* DATASET EXCERPTS *
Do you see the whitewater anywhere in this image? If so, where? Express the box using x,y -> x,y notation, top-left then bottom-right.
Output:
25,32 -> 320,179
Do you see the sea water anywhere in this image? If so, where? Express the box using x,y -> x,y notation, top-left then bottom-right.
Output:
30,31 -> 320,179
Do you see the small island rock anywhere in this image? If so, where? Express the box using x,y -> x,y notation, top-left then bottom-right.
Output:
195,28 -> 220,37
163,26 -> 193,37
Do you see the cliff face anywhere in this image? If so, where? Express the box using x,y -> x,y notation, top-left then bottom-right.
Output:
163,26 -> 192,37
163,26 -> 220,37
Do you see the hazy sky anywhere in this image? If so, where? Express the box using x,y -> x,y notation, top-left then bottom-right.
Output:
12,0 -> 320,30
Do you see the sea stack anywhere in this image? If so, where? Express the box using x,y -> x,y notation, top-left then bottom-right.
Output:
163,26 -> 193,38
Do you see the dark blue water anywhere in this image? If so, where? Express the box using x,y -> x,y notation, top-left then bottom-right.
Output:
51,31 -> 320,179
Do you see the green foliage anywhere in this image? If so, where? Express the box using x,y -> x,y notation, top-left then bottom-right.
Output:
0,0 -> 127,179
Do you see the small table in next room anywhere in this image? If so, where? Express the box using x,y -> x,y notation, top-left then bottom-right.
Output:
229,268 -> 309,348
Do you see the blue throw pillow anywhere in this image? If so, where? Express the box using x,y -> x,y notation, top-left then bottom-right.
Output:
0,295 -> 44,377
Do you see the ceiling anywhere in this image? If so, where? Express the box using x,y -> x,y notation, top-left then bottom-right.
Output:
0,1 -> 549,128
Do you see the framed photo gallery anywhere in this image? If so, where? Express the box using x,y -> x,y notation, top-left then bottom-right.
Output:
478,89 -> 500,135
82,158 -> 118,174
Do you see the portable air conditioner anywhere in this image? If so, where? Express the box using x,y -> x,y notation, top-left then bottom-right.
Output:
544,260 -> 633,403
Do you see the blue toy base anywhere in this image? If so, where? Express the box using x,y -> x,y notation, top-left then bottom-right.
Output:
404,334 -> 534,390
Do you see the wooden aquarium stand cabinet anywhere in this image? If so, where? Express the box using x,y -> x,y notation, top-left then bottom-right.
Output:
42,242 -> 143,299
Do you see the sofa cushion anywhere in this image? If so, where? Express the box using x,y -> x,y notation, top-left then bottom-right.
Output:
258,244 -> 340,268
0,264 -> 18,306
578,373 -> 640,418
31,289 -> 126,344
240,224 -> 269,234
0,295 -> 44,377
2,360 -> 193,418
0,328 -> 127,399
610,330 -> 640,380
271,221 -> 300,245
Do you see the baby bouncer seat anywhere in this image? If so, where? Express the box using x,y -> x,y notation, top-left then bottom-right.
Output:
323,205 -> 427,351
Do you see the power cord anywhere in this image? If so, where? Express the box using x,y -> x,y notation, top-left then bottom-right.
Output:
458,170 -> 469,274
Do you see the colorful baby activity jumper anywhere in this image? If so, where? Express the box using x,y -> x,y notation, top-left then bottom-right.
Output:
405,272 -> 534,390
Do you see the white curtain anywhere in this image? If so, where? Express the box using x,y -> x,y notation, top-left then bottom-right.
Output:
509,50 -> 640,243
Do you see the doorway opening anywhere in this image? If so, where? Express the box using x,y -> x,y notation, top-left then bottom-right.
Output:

* WORK TO BE COMPLETED *
Copy the lines above word for word.

* CORRECT OUTPUT *
Do you see the whitewater anywhere in this image? If so, where? Express the box using x,y -> x,y notation, top-left then bottom-right.
Output:
25,32 -> 320,179
Do you see the sea water anywhere in this image? If so, where? Express the box using x,y -> x,y notation, top-left then bottom-right.
Output:
30,31 -> 320,179
Do you see the small island rock anywhere in this image? If so, where? Express the box using x,y -> x,y notation, top-left then bottom-right.
Output:
195,28 -> 220,37
163,26 -> 193,37
Do you see the cliff face anywhere in this image? If so, where? Express the box using x,y -> x,y notation, top-left then bottom-right.
Output:
163,26 -> 192,37
163,26 -> 220,37
Do you see the hazy sky anywhere in this image? If so, where? Express the box using x,y -> x,y notation, top-left then bottom-right.
Output:
12,0 -> 320,30
Do you see the sea stack anywhere in this image? If so, where? Express the box using x,y -> x,y notation, top-left then bottom-right.
Output:
163,26 -> 193,38
Do you see the dark blue water anywhere in this image? If so, where? Express the box using x,y -> x,y notation, top-left then bottom-right.
Output:
51,31 -> 320,179
Do you see the green foliage anywhere in this image? If so, where? Express the box using x,y -> x,y notation, top-left then bottom-right.
Output:
0,0 -> 127,179
Do you see the small table in next room anywhere in this image? If so, where? Express the box using x,y -> x,y notation, top-left then bottom-right.
Output:
229,268 -> 309,348
Do you see the blue throw pillow anywhere in this image? If so, where? Express the box using x,y -> x,y notation, top-left then bottom-right.
Output:
0,295 -> 44,377
Do you see the ceiling anywhere in this image? If so, where? Express the box using x,y -> x,y notation, top-left then bottom-right.
Output:
0,1 -> 549,128
Do you see the framed photo gallery anywhere in this image? If so, where? Express the box using x,y -> x,y notation, top-left then bottom-right.
Output:
478,89 -> 500,135
82,158 -> 118,174
Do you see the portable air conditioner anywhere in this image? If so, where? Express the box using x,y -> x,y notation, top-left then bottom-right.
Output:
544,260 -> 633,403
Do you see the blue toy base anywhere in this image? If so, where? Express the box using x,y -> x,y notation, top-left then bottom-right.
Output:
404,334 -> 534,390
Do you see the wooden aquarium stand cabinet anywhere in this image? If so, where? Express the box using x,y -> x,y notation, top-left then bottom-right.
Output:
42,242 -> 143,299
Do you see the sofa cushion anywhere in this image? If so, where? Express the box using x,y -> x,y notation, top-left then bottom-right.
Output:
258,244 -> 340,268
0,264 -> 18,306
578,373 -> 640,418
31,289 -> 126,344
240,224 -> 269,234
0,295 -> 44,377
2,360 -> 193,418
0,328 -> 127,399
610,330 -> 640,380
271,221 -> 300,245
Do you see the baby bouncer seat anywhere in this image? If so, where? Express the box using x,y -> x,y notation, top-left then bottom-right.
Output:
323,205 -> 427,351
Do you see the power cord anywhere in this image? If so, where? Express the box using x,y -> x,y notation, top-left then bottom-right.
Output:
458,170 -> 469,274
Do you see the colorful baby activity jumper anywhere in this image? If so, where? Express the box using x,y -> x,y notation, top-left then bottom-right.
Output:
405,272 -> 534,390
Do you see the white curtain anywhere in this image? If so, where? Express the box using x,y -> x,y notation, top-left then bottom-right.
Output:
509,50 -> 640,243
Do you see the doorway opening anywhere in this image? If so, where? Express the box using x,y -> x,y notation, top-left then bottom-right.
Output:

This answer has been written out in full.